* _Records supplied_
START
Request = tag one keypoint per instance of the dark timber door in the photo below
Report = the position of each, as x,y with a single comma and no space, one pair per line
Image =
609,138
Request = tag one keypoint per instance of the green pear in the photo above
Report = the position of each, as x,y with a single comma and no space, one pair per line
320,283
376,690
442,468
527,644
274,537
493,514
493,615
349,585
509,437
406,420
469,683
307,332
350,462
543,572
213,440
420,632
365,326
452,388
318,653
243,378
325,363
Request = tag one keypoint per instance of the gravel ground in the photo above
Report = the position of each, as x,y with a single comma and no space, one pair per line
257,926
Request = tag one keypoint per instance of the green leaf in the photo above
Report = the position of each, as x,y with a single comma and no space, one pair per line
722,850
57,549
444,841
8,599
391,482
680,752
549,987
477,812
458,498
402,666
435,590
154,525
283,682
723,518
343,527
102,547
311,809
END
* _Work to complete_
Lay out every line of the material above as a Markdown table with two columns, No. and Entry, numbering the rows in order and leaving out blank lines.

* _Answer below_
| No. | Entry |
|---|---|
| 1 | Request = tag one keypoint per instance of the dark timber door in the photo below |
| 2 | Report = the position of each, as x,y with a single comma and no space, one pair per line |
| 3 | Image = |
| 4 | 609,138 |
| 5 | Request = tag one keypoint per instance of the green pear in the photo above |
| 6 | Report = the position of each, as x,y with a single comma and no space, one pair per line |
| 7 | 320,283 |
| 8 | 376,690 |
| 9 | 442,468 |
| 10 | 527,644 |
| 11 | 274,537 |
| 12 | 493,514 |
| 13 | 493,615 |
| 14 | 349,585 |
| 15 | 509,437 |
| 16 | 406,420 |
| 17 | 469,683 |
| 18 | 307,332 |
| 19 | 350,462 |
| 20 | 543,572 |
| 21 | 213,440 |
| 22 | 420,632 |
| 23 | 365,326 |
| 24 | 452,388 |
| 25 | 318,653 |
| 26 | 243,378 |
| 27 | 325,363 |
| 28 | Request = tag one keypoint per instance of the gravel ground in the photo above |
| 29 | Report = the position of each, as x,y with a single comma and no space, one pair per line |
| 30 | 257,926 |
| 31 | Request = tag one keypoint per instance of the green leaf in the photo above |
| 32 | Report = the position of each, as x,y with a single comma and no space, one pair per line |
| 33 | 722,850 |
| 34 | 57,549 |
| 35 | 444,841 |
| 36 | 8,599 |
| 37 | 391,482 |
| 38 | 680,752 |
| 39 | 549,987 |
| 40 | 477,812 |
| 41 | 458,498 |
| 42 | 402,666 |
| 43 | 435,590 |
| 44 | 154,525 |
| 45 | 283,682 |
| 46 | 723,518 |
| 47 | 343,527 |
| 48 | 102,547 |
| 49 | 311,809 |